— START —

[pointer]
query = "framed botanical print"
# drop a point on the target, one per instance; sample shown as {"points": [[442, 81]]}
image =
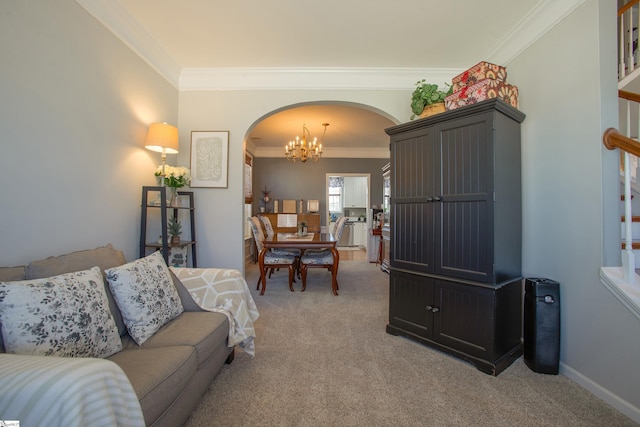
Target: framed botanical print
{"points": [[209, 159]]}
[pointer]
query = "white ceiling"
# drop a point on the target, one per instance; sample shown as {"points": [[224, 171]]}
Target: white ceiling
{"points": [[187, 38]]}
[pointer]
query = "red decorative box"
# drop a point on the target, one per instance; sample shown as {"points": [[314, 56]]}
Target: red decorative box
{"points": [[483, 90], [480, 71]]}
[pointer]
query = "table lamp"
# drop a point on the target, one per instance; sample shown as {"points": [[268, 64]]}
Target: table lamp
{"points": [[162, 138]]}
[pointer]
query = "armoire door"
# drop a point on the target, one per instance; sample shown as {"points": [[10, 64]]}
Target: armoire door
{"points": [[464, 214], [413, 180], [409, 296]]}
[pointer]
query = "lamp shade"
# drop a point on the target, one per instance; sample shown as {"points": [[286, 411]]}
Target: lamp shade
{"points": [[162, 138]]}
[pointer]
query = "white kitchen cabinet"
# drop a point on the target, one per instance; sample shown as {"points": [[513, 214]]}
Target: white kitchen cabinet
{"points": [[360, 234], [355, 192]]}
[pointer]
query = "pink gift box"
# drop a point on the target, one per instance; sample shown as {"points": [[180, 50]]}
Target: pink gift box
{"points": [[477, 73], [483, 90]]}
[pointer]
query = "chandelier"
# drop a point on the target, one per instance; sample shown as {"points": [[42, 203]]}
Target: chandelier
{"points": [[304, 148]]}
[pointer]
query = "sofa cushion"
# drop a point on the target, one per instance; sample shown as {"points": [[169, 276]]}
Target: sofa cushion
{"points": [[8, 274], [158, 375], [145, 295], [103, 257], [206, 331], [64, 315]]}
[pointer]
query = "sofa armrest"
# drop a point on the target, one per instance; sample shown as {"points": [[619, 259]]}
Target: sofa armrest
{"points": [[187, 301], [66, 391]]}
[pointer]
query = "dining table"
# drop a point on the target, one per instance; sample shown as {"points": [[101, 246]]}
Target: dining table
{"points": [[302, 242]]}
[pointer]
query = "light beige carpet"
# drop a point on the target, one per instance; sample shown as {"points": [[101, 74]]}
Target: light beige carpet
{"points": [[323, 360]]}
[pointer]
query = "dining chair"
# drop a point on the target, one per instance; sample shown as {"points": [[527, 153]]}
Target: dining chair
{"points": [[322, 258], [268, 228], [271, 260]]}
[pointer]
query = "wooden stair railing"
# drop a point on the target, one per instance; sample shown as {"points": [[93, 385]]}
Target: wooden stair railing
{"points": [[613, 139], [628, 20]]}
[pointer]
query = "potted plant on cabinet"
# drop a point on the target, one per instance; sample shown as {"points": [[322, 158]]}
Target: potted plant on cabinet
{"points": [[427, 99], [175, 229]]}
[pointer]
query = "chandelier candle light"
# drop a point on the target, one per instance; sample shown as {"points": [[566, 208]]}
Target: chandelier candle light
{"points": [[304, 148]]}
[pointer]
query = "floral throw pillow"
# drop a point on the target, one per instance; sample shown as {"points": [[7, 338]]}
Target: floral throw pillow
{"points": [[145, 295], [64, 315]]}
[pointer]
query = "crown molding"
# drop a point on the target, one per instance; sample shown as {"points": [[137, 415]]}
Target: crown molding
{"points": [[119, 22], [544, 16], [192, 79], [333, 152]]}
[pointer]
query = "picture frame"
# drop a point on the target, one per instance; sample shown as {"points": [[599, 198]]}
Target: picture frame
{"points": [[209, 159]]}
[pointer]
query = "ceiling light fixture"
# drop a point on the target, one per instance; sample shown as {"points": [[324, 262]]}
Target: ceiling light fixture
{"points": [[304, 148]]}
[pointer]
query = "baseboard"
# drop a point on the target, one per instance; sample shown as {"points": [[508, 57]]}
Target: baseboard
{"points": [[617, 402]]}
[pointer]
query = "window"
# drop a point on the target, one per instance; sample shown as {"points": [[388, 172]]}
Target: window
{"points": [[335, 199]]}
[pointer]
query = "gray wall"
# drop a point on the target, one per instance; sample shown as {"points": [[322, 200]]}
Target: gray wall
{"points": [[288, 180], [75, 105], [571, 220]]}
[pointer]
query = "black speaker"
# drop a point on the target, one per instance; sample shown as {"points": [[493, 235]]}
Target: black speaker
{"points": [[542, 325]]}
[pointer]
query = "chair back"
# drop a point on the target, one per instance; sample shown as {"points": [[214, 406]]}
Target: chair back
{"points": [[267, 226], [256, 229]]}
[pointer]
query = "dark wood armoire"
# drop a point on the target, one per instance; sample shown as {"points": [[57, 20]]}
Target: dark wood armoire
{"points": [[456, 233]]}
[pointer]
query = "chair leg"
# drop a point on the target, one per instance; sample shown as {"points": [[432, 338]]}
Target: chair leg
{"points": [[303, 271], [290, 268]]}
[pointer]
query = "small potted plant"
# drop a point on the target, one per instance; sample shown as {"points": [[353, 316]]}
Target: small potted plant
{"points": [[175, 229], [425, 95]]}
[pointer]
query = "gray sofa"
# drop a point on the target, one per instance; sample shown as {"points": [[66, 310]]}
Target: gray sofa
{"points": [[171, 371]]}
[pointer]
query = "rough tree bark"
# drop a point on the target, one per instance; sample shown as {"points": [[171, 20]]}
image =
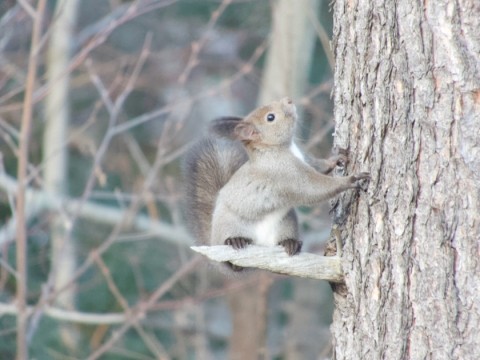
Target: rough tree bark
{"points": [[407, 106], [55, 153]]}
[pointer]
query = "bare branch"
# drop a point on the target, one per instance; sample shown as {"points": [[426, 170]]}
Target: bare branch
{"points": [[304, 265], [40, 201], [21, 233]]}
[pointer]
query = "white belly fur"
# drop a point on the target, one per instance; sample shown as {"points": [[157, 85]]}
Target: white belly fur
{"points": [[267, 230], [296, 152]]}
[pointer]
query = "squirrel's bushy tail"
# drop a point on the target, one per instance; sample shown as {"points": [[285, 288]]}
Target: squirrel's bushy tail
{"points": [[208, 166]]}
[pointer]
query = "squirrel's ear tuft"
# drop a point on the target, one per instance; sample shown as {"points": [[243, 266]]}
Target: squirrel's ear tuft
{"points": [[246, 132]]}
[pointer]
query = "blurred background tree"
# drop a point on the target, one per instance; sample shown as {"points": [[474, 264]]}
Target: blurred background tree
{"points": [[117, 91]]}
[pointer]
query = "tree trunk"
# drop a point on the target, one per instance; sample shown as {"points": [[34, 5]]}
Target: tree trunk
{"points": [[286, 73], [55, 153], [407, 107]]}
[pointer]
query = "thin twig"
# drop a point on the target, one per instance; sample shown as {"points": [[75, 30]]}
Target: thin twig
{"points": [[21, 250], [143, 307]]}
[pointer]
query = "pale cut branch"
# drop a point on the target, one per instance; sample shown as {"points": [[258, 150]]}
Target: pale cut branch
{"points": [[305, 265]]}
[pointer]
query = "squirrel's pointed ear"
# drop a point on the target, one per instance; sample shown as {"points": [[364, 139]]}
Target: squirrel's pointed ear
{"points": [[246, 132]]}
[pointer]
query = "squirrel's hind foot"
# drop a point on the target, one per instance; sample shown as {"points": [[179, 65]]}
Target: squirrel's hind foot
{"points": [[292, 246], [238, 242]]}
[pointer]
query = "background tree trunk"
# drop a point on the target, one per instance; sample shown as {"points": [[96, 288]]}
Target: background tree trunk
{"points": [[55, 153], [285, 74], [407, 106]]}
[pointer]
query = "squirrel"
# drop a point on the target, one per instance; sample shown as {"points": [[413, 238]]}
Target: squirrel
{"points": [[244, 180]]}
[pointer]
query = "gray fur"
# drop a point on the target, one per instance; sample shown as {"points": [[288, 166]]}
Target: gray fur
{"points": [[249, 189]]}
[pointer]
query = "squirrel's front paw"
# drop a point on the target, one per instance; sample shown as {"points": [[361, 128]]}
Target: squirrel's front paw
{"points": [[292, 246], [238, 242], [361, 180]]}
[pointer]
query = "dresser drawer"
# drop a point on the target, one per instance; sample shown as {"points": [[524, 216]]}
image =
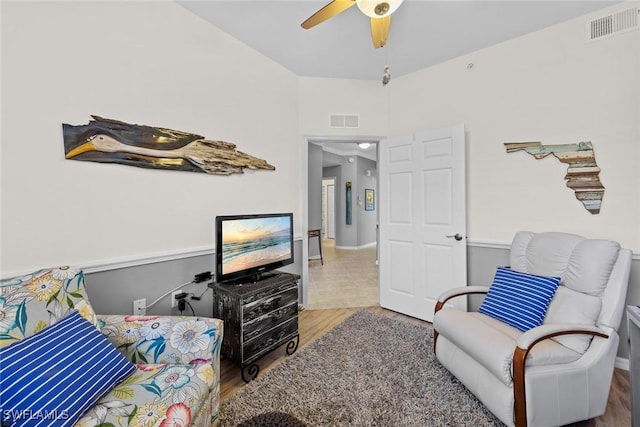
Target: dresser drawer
{"points": [[268, 321], [269, 303], [268, 341]]}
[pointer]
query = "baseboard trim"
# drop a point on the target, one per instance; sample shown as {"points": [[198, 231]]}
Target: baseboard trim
{"points": [[116, 264], [355, 248], [491, 244], [129, 261], [495, 244]]}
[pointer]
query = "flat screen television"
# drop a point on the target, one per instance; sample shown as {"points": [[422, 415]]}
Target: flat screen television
{"points": [[249, 246]]}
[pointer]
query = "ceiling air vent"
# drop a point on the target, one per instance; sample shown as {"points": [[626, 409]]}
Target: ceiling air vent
{"points": [[614, 23], [344, 121]]}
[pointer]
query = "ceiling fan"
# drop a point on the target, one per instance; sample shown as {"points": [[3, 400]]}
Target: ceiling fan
{"points": [[378, 10]]}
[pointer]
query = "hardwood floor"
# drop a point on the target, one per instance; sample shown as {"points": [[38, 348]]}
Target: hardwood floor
{"points": [[315, 323], [348, 278]]}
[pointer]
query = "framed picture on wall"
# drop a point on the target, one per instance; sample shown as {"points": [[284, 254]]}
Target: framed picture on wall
{"points": [[369, 200]]}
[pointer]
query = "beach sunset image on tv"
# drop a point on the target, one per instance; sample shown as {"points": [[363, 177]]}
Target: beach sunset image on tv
{"points": [[253, 242]]}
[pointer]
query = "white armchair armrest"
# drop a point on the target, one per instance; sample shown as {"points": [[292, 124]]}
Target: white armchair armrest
{"points": [[525, 342], [542, 332], [462, 290]]}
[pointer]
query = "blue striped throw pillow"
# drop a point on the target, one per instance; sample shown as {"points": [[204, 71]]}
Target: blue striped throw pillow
{"points": [[56, 375], [519, 299]]}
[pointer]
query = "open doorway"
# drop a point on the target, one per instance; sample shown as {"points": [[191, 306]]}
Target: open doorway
{"points": [[341, 175]]}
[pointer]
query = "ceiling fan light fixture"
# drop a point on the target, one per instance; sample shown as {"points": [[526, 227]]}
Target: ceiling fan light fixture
{"points": [[378, 8]]}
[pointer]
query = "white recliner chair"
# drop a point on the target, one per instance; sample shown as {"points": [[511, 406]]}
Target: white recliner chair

— END —

▸ **Work instructions**
From the data above, pull out each line that includes the string "doorway", paying attention to case.

▸ **Completed exercise**
query = "open doorway"
Target: open doorway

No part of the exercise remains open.